-- RAW DATA start --

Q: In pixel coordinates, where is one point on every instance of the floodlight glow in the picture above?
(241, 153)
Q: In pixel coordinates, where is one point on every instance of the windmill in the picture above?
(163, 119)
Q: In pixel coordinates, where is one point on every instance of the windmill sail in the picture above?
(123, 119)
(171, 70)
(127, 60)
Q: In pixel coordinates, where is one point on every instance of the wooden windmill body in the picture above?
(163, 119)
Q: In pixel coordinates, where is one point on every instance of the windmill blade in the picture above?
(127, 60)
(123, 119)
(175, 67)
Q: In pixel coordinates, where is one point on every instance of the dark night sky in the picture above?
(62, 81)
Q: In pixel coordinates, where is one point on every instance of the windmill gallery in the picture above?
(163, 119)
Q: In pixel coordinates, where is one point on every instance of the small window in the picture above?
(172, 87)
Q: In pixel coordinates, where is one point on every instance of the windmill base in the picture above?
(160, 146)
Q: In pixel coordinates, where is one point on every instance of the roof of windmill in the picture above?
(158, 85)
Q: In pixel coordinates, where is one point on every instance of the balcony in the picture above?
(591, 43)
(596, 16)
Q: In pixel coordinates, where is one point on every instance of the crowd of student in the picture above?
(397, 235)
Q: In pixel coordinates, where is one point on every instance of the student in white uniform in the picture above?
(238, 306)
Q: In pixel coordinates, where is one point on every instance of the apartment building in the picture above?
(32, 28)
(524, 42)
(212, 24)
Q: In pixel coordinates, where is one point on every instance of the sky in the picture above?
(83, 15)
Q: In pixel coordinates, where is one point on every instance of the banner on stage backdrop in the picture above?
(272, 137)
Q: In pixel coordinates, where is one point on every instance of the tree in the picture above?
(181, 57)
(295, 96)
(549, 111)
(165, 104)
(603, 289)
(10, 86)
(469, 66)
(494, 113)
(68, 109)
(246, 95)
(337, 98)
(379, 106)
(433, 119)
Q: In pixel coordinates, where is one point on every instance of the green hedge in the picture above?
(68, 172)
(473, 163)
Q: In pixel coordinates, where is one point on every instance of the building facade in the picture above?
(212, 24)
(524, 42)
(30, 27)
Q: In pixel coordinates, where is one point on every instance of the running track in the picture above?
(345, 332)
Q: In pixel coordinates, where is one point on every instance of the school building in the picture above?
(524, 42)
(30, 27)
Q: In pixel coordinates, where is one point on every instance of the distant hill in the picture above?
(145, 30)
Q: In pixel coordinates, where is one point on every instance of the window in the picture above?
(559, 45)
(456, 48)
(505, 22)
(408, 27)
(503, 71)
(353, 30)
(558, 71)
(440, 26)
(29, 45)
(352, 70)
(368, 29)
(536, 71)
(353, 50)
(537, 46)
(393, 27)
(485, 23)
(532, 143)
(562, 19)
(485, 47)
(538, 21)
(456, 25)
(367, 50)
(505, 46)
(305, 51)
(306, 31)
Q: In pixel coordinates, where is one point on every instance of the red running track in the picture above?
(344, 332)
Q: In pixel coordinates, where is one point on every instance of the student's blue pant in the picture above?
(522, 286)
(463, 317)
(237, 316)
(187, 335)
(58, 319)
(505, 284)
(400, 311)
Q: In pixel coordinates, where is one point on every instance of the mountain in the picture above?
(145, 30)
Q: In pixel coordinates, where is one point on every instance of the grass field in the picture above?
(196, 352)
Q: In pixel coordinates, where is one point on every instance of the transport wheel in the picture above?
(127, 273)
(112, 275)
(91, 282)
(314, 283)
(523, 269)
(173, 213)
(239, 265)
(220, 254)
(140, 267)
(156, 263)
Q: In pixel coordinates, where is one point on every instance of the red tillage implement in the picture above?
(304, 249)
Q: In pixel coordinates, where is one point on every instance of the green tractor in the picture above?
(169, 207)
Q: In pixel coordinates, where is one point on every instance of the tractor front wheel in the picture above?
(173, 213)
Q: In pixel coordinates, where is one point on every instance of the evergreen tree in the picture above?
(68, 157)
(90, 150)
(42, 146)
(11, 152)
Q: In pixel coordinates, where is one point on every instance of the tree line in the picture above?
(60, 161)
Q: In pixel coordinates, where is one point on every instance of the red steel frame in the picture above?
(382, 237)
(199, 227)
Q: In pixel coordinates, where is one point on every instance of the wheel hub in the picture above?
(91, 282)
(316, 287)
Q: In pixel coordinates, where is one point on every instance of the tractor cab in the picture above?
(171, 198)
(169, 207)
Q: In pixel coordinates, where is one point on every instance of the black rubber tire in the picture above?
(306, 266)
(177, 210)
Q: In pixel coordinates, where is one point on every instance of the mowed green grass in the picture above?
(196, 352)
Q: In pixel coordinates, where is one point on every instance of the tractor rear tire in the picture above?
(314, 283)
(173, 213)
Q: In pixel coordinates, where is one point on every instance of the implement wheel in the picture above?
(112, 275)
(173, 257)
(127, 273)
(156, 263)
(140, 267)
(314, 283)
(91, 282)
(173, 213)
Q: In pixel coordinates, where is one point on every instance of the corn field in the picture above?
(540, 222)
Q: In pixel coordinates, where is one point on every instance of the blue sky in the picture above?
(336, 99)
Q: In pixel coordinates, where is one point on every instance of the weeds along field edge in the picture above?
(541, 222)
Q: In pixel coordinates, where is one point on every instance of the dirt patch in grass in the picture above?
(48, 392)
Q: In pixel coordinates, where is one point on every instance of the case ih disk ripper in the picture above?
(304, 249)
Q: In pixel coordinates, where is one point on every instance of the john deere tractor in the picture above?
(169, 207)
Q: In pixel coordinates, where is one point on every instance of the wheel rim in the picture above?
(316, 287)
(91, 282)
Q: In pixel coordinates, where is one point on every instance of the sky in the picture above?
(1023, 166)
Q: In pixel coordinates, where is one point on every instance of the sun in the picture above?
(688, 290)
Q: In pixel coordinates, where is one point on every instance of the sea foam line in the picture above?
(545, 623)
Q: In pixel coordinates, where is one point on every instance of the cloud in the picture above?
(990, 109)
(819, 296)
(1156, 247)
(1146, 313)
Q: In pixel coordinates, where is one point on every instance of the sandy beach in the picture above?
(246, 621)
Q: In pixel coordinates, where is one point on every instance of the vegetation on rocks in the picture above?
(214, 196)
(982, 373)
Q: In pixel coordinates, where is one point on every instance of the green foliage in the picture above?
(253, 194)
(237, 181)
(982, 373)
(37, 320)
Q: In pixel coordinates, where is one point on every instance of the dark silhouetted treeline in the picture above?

-- RAW DATA end --

REQUEST:
Repeat the records above in full, character for character.

FINISHED EXERCISE:
Q: In pixel coordinates, where is one point on every instance of the floodlight glow in the picture above?
(241, 153)
Q: In pixel coordinates, where is one point on every instance of the windmill in the picture above?
(163, 119)
Q: In pixel coordinates, where is one point on every instance of the windmill sail in the picture above?
(123, 119)
(171, 70)
(127, 60)
Q: In pixel coordinates, where is one point on every instance of the wooden windmill body in the picture above?
(163, 119)
Q: In pixel coordinates, where is one point on every instance of the windmill blade in the picture above?
(127, 60)
(123, 119)
(175, 67)
Q: In pixel coordinates, where is one point on every instance of the dark night sky in the picture above?
(62, 81)
Q: In pixel coordinates, where is one point on every instance of the windmill gallery in the picture above?
(163, 119)
Q: In pixel coordinates, where is one point on every instance of the small window in the picture above?
(172, 87)
Q: In pixel coordinates, where is one point on every instance of the windmill base in the picture above?
(160, 146)
Q: In pixel coordinates, where is one point on every instance of the roof of windmill in the picture above?
(158, 85)
Q: In pixel coordinates, where is one point on every instance of the balcony in the picture above?
(591, 43)
(596, 16)
Q: In pixel coordinates, where is one point on every instance of the crowd of student in the picture above?
(397, 235)
Q: In pixel coordinates, where is one point on every instance of the student in white uniform in the picture above?
(238, 306)
Q: In pixel coordinates, where is one point on every instance of the apartment building in the picture above?
(32, 28)
(524, 42)
(212, 24)
Q: In pixel coordinates, where is one point on every instance of the sky in the picture above?
(83, 15)
Q: In pixel coordinates, where is one point on every instance of the banner on stage backdrop in the picture above?
(272, 137)
Q: In pixel coordinates, where is one point on every instance of the tree in the picture above?
(181, 57)
(295, 96)
(549, 111)
(165, 104)
(603, 289)
(10, 86)
(469, 66)
(494, 113)
(68, 109)
(246, 95)
(337, 98)
(379, 106)
(433, 119)
Q: In pixel coordinates, where is one point on every instance of the green hedge in the picture above?
(68, 172)
(473, 163)
Q: In pixel coordinates, where is one point on every instance of the building facade in the picture above?
(212, 24)
(524, 42)
(30, 27)
Q: In pixel coordinates, where is one point on every instance of the running track in the picture above?
(345, 332)
Q: In pixel coordinates, where is one point on every instance of the school building in the picture above?
(524, 42)
(30, 27)
Q: In pixel coordinates, where is one point on every instance of the distant hill in the picture above?
(145, 30)
Q: In pixel coordinates, where is one point on every instance of the window in the picture above?
(559, 45)
(456, 48)
(505, 22)
(408, 27)
(503, 71)
(353, 30)
(558, 71)
(440, 26)
(29, 45)
(352, 70)
(368, 29)
(536, 71)
(353, 50)
(537, 46)
(393, 27)
(485, 23)
(532, 143)
(562, 19)
(485, 47)
(538, 21)
(456, 25)
(367, 50)
(505, 46)
(305, 51)
(306, 31)
Q: In pixel coordinates, where is one point on every instance of the red running track in the picture above?
(344, 332)
Q: In pixel coordinates, where is one point on every instance of the student's blue pant in the picture above?
(522, 286)
(463, 317)
(237, 316)
(187, 335)
(58, 319)
(505, 284)
(400, 311)
Q: In pixel coordinates, where is one point on every instance of the mountain in the picture above?
(145, 30)
Q: In pixel coordinates, where is one point on every instance of the grass field in the picture above?
(196, 352)
Q: In pixel coordinates, where is one point on every instance of the transport wheel in the picture above?
(127, 273)
(112, 275)
(91, 282)
(314, 283)
(523, 269)
(173, 213)
(239, 265)
(220, 254)
(140, 267)
(156, 263)
Q: In pixel coordinates, where is one point on every instance of the red tillage implement in the picture above?
(304, 249)
Q: In pixel coordinates, where is one point on every instance of the green tractor in the picture above?
(169, 207)
Q: In pixel coordinates, where is one point on every instance of the tractor front wheel in the picture above?
(173, 213)
Q: In pixel coordinates, where is one point on every instance of the evergreen tree in the picture above?
(68, 157)
(90, 150)
(42, 146)
(11, 152)
Q: In pixel coordinates, where is one point on every instance of the tree line in the picture above?
(60, 161)
Q: In pixel coordinates, where is one point on every instance of the red steel frame in the picture above?
(382, 237)
(199, 227)
Q: In pixel coordinates, where is one point on every instance of the wheel hub in the picture above?
(91, 282)
(316, 287)
Q: In pixel coordinates, where is one point on every instance of the tractor cab in the picture above?
(171, 198)
(169, 207)
Q: In pixel coordinates, where is one point on every instance of the black rubber tire in the picture above?
(306, 266)
(177, 210)
Q: In pixel coordinates, where is one point on every instance of the mowed green grass in the picture above?
(196, 352)
Q: In pixel coordinates, where is one point on every instance of the tractor rear tire in the picture above?
(314, 283)
(173, 213)
Q: In pixel coordinates, where is one point on every instance of the implement wheel in the picture above?
(112, 275)
(173, 257)
(127, 273)
(156, 263)
(140, 267)
(314, 283)
(91, 282)
(173, 213)
Q: In pixel coordinates, where is one point on every instance of the corn field in the picture above?
(540, 222)
Q: In pixel coordinates, where is one point on every instance of the blue sky in the picture above?
(336, 99)
Q: In pixel coordinates, where is one point on every instance of the weeds along field edge in the picture above?
(541, 222)
Q: In pixel coordinates, where is one point on every instance of the dirt patch in grass in the picture above?
(48, 392)
Q: In pixel coordinates, where is one point on every instance of the case ih disk ripper in the picture above?
(304, 249)
Q: In pixel coordinates, where is one point on every instance of the john deere tractor in the picture above?
(169, 207)
Q: In pixel coordinates, where is one point on every instance of the wheel rim in the picture above?
(316, 287)
(91, 282)
Q: In pixel coordinates, where is one point on every instance of the sky in the picture above?
(1023, 166)
Q: In pixel coordinates, where is one point on every instance of the sun in the picture above?
(688, 290)
Q: In pixel coordinates, where is one point on every instance of the sea foam line in the picture above?
(545, 623)
Q: In pixel coordinates, where is one point on every instance of the cloud in the picture above?
(990, 109)
(819, 296)
(1156, 247)
(1146, 313)
Q: In pixel coordinates, where is one point on every instance of the sandy beach in the picture above?
(246, 621)
Q: In pixel coordinates, where is one point on every instance of the vegetation on rocks in the picture above?
(214, 196)
(982, 373)
Q: In pixel coordinates, where is one point on every instance of the green foliage in the picture above?
(253, 194)
(237, 181)
(982, 373)
(37, 320)
Q: In pixel coordinates, where is one point on every instance of the dark silhouetted treeline in the picture above?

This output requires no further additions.